Pointing entries for labeled objects:
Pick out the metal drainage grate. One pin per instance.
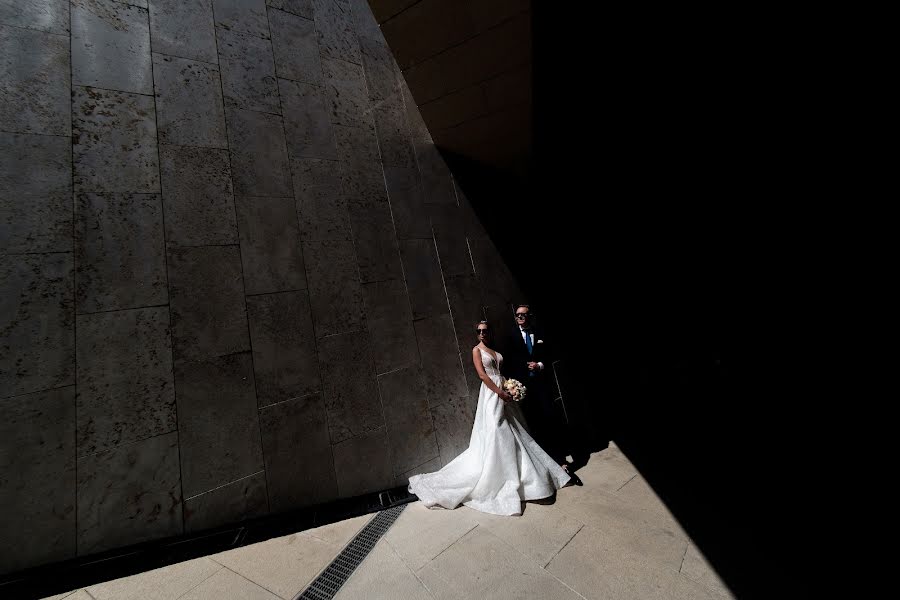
(327, 584)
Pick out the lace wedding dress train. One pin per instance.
(502, 466)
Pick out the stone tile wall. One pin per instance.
(236, 276)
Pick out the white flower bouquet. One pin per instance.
(515, 389)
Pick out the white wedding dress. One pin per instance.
(502, 466)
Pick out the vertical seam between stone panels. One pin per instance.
(162, 208)
(399, 91)
(74, 268)
(240, 249)
(380, 163)
(300, 235)
(402, 87)
(308, 290)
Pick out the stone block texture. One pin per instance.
(235, 275)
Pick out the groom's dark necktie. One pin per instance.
(528, 345)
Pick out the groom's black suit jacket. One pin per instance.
(540, 413)
(516, 359)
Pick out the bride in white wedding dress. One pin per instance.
(503, 465)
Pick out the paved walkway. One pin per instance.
(610, 539)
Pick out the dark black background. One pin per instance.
(676, 193)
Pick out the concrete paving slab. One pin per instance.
(228, 584)
(481, 565)
(283, 565)
(167, 583)
(696, 568)
(420, 534)
(599, 569)
(383, 576)
(540, 533)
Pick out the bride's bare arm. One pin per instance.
(479, 368)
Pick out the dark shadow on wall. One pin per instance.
(84, 571)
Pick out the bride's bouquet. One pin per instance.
(515, 389)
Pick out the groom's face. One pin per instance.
(522, 316)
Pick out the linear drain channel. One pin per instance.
(327, 584)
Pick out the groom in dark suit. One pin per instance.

What you are asked to do ▸
Render every line of the records above as a numbered list, skipping blank lines and leaving the pictures out.

Solved problem ▸
1. Pick out the metal drainage grate. One pin per instance.
2. (327, 584)
3. Pick out the lace wedding dress train. One pin per instance.
4. (502, 466)
5. Pick out the stone tile wall. One pin per instance.
6. (236, 276)
7. Pick out the white flower bouquet. One pin per instance.
8. (515, 389)
9. Pick out the white wedding dress. One pin per instance.
10. (502, 466)
11. Pick out the vertical seam between stone panels. One pin per instance.
12. (162, 208)
13. (399, 91)
14. (74, 268)
15. (240, 249)
16. (380, 163)
17. (300, 235)
18. (402, 87)
19. (308, 290)
20. Pick out the stone block texture. One pin per instance.
21. (235, 275)
22. Pick out the groom's dark necktie. One pin per instance.
23. (528, 345)
24. Pick out the groom's black suit jacket. One pin per instance.
25. (540, 413)
26. (516, 359)
27. Pick out the bride in white wedding dress. One pin per instance.
28. (503, 465)
29. Pick out the paved walkway. One pin per instance.
30. (610, 539)
31. Pick out the dark black background. One pin per instance.
32. (676, 193)
33. Pick out the concrete paving slab. One pin per instance.
34. (228, 584)
35. (481, 565)
36. (283, 565)
37. (167, 583)
38. (696, 568)
39. (420, 534)
40. (599, 569)
41. (383, 576)
42. (540, 533)
43. Pick out the bride's bare arm. One pin per instance.
44. (479, 368)
45. Pick out the dark shadow on wall. One pin per instance.
46. (84, 571)
47. Pick out the bride's bouquet. One pin per instance.
48. (515, 389)
49. Pick out the groom's face. One pin per instance.
50. (522, 316)
51. Pick out the linear drain channel. One pin per instance.
52. (327, 584)
53. Pick out the groom in dark suit. One pin per instance.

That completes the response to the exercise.